» Your assignment:
Look through the data below. Show each line where the string "white" occurs.

» Records provided:
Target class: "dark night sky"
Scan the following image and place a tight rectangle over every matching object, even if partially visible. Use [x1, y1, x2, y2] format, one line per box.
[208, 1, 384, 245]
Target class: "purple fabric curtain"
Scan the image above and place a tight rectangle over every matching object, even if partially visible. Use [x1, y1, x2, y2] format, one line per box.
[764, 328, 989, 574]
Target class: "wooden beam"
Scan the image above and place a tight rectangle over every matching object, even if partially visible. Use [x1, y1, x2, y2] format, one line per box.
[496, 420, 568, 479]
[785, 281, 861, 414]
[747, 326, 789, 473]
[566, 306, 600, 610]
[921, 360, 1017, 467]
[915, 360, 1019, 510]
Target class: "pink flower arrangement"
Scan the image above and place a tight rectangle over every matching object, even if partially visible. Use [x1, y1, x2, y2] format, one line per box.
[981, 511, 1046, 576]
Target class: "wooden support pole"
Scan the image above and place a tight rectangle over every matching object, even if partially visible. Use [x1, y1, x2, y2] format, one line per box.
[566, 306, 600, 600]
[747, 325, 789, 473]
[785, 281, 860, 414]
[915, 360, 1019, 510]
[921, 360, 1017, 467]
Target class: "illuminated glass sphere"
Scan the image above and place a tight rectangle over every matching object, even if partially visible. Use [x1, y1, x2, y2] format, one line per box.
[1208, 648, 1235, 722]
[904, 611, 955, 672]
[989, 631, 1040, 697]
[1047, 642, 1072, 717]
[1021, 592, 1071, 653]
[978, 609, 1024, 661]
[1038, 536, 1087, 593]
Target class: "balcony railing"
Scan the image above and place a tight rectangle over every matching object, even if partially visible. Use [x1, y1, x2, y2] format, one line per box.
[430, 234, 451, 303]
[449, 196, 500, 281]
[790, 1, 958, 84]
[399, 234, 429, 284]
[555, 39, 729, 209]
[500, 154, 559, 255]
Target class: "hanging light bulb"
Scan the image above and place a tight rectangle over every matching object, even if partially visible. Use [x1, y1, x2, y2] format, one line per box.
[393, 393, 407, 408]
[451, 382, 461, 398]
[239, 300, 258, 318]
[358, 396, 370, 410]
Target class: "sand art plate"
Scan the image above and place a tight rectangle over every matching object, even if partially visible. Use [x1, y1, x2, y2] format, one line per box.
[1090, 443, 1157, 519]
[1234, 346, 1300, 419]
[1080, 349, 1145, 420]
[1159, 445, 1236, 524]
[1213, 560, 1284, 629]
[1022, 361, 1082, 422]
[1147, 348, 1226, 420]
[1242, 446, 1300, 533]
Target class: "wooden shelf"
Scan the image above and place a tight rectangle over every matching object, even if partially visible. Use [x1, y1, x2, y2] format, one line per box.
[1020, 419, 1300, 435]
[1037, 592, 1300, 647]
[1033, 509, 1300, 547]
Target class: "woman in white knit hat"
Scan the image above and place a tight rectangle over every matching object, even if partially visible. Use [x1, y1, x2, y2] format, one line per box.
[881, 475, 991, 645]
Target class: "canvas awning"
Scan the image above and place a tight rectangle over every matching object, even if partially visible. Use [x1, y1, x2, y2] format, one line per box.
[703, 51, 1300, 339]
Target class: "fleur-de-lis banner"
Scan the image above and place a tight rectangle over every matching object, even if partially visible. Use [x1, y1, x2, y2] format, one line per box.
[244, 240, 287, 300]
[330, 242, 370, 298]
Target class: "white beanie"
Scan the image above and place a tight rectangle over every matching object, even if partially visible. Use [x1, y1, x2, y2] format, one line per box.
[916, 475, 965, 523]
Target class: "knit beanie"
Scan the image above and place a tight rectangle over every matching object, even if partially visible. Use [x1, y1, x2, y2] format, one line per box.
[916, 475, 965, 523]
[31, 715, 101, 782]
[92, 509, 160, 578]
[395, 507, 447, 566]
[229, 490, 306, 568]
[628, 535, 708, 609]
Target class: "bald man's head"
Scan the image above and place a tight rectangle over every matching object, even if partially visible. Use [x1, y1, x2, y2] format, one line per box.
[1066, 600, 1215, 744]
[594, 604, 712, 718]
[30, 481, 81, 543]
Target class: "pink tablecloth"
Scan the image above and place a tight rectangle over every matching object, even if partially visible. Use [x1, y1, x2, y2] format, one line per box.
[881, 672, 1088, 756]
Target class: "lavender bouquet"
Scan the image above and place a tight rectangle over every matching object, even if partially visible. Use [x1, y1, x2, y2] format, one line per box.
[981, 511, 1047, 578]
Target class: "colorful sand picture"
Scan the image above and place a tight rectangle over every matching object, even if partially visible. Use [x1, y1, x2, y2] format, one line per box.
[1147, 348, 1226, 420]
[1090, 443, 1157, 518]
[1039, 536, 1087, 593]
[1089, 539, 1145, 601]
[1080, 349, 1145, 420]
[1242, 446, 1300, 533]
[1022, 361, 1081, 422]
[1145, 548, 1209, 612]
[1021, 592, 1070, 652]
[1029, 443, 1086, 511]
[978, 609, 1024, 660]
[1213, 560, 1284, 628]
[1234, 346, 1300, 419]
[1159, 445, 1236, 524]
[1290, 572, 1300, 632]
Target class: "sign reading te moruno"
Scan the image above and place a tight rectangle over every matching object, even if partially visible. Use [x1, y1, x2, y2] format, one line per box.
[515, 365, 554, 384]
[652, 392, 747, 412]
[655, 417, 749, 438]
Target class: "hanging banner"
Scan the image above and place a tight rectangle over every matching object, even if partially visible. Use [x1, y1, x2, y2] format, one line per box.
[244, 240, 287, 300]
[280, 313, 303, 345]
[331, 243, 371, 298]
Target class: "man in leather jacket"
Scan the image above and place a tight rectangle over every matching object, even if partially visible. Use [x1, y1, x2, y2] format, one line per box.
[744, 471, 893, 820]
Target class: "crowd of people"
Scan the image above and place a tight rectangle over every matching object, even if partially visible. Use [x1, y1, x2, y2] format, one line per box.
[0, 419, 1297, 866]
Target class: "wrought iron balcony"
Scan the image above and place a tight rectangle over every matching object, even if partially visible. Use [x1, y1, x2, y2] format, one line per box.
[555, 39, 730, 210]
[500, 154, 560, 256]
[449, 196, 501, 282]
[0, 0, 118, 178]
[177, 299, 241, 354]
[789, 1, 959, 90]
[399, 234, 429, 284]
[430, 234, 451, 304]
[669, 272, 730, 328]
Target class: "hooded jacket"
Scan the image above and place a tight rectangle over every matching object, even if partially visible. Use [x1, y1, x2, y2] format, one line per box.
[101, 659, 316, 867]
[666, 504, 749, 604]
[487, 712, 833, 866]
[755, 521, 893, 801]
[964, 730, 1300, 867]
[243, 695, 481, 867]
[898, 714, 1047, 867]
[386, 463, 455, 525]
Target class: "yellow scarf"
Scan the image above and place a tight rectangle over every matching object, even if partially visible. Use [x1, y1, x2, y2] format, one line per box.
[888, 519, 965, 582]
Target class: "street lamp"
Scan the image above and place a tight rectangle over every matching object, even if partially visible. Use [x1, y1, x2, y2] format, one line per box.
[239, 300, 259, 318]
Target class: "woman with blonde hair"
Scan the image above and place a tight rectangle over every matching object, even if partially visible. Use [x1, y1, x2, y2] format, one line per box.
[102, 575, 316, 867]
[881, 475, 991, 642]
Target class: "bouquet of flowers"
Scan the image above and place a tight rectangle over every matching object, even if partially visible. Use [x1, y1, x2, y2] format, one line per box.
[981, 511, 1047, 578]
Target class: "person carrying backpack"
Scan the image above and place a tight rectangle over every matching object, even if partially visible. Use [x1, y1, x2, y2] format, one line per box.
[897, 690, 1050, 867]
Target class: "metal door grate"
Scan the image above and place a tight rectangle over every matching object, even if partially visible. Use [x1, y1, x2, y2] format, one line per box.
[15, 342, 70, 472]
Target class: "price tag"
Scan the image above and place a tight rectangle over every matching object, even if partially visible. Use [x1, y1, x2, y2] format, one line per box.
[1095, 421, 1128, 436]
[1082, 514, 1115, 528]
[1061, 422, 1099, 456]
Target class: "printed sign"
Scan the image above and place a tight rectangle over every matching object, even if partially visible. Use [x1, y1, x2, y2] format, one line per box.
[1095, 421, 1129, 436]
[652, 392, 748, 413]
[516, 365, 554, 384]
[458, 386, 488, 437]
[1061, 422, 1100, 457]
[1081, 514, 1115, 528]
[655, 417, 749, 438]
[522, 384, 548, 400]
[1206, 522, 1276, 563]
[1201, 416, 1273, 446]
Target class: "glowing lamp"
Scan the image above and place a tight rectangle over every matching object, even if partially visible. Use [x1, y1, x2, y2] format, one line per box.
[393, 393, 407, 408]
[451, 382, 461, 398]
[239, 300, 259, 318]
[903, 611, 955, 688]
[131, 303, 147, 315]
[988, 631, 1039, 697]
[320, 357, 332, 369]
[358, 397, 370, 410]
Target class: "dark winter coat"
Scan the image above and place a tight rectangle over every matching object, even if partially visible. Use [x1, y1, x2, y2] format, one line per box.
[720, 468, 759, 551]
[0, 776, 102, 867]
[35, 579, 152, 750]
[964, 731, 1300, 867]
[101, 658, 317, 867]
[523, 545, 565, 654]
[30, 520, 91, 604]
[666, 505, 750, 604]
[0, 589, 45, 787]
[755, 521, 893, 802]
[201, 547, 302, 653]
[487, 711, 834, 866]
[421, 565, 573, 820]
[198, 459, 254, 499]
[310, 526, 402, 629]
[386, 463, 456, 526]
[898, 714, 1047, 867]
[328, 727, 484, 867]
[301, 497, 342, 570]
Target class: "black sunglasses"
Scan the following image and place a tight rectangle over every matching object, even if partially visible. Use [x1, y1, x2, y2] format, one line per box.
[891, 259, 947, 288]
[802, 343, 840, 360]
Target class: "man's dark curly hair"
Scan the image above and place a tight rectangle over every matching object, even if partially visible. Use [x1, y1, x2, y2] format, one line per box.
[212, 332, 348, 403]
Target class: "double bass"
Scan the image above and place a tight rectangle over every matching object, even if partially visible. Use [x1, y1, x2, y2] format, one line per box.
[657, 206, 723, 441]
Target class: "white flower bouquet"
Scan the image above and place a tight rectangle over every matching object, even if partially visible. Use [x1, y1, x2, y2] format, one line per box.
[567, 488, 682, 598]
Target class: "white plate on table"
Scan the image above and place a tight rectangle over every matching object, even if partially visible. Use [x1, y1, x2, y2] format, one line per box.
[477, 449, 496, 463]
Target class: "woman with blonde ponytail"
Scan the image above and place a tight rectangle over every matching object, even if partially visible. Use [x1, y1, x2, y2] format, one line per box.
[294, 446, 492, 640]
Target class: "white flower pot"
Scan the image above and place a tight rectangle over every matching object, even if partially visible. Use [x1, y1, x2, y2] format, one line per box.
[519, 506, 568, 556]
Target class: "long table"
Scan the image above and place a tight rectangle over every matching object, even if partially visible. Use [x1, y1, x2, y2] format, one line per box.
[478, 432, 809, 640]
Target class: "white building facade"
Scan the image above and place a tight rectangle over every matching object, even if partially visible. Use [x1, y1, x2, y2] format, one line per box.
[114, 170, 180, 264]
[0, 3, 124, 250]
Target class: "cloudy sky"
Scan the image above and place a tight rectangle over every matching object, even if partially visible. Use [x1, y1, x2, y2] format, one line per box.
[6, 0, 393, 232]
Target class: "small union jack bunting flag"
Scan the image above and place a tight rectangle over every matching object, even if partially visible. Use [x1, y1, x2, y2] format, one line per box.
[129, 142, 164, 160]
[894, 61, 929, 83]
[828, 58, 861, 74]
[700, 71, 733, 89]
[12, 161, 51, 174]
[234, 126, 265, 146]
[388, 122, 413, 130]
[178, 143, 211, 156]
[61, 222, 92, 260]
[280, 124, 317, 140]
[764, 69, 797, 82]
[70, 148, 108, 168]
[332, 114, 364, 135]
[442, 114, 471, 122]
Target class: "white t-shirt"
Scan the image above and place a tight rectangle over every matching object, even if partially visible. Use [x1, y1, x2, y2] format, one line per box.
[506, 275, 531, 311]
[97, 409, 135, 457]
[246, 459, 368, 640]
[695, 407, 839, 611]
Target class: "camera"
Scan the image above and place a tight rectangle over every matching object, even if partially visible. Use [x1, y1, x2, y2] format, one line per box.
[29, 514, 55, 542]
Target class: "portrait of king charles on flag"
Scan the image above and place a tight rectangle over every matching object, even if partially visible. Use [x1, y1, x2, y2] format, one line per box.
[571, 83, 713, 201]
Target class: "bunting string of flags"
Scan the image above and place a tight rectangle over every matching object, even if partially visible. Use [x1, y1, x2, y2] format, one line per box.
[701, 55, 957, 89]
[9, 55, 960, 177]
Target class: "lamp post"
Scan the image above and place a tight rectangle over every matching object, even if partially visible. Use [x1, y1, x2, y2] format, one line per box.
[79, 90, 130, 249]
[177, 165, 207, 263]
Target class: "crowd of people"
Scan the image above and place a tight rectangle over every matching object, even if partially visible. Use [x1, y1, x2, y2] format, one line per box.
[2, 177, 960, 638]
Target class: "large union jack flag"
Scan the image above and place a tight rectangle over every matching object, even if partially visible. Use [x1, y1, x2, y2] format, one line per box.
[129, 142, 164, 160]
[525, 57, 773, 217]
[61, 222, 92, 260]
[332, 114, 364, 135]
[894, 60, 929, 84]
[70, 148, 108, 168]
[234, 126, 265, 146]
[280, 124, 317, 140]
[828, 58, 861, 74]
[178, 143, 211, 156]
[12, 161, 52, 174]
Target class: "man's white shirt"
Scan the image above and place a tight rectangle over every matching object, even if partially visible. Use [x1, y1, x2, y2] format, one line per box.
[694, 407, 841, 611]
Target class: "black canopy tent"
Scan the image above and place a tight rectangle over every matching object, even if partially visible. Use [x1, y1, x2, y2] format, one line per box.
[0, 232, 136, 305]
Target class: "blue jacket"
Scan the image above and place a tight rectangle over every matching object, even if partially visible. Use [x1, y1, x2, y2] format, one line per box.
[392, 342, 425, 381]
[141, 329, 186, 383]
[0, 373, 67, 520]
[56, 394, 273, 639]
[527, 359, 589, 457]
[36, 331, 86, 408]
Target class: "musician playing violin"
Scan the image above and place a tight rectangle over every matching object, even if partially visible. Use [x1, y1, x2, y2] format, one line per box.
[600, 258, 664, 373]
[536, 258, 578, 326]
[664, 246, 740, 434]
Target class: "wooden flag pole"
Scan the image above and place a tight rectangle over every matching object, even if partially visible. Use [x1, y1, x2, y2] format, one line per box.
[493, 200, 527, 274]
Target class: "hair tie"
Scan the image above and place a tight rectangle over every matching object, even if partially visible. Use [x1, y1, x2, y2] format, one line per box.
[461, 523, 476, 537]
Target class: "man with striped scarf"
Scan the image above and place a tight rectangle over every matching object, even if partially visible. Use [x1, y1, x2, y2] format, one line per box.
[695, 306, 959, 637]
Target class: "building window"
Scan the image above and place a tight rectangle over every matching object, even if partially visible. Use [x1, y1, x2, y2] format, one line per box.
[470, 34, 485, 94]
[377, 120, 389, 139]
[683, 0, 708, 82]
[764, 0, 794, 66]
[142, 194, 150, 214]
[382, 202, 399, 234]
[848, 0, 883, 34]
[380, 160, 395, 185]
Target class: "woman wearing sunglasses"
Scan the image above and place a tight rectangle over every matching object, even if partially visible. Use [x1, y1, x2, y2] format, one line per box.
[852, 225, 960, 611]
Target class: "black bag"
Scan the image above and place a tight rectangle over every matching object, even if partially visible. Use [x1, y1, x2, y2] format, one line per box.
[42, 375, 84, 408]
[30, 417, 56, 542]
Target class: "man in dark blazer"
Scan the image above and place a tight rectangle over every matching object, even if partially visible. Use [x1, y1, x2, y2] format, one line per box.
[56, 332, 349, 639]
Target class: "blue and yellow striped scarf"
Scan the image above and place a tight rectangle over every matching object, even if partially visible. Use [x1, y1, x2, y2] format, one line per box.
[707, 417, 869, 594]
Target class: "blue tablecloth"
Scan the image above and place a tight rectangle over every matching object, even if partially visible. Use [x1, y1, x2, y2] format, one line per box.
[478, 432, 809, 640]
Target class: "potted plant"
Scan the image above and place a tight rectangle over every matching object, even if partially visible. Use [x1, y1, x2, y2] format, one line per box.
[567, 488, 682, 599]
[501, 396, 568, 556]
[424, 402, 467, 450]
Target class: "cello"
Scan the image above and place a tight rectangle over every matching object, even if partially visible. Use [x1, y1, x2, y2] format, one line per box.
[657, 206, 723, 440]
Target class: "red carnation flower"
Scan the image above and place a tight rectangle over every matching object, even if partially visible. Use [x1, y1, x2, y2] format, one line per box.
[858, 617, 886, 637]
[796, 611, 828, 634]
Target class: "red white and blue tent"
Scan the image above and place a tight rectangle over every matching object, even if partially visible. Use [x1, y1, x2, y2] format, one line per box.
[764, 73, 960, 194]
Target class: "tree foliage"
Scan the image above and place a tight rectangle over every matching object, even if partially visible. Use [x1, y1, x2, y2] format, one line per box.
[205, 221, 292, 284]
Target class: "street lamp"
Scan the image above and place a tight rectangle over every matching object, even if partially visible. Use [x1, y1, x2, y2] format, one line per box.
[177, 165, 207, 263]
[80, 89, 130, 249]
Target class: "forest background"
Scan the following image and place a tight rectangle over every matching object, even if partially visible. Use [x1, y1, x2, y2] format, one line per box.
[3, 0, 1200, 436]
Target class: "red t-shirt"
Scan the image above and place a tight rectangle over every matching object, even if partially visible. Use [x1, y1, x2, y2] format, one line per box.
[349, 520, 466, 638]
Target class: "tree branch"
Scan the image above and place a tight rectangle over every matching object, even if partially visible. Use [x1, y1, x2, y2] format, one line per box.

» Answer below:
Target class: "woman in white knit hat"
Target class: "white beanie"
Target class: "white flower bouquet"
Target class: "white plate on table"
Target class: "white flower pot"
Target class: "white building facade"
Target class: "white t-shirt"
Target class: "man's white shirt"
Target class: "red white and blue tent"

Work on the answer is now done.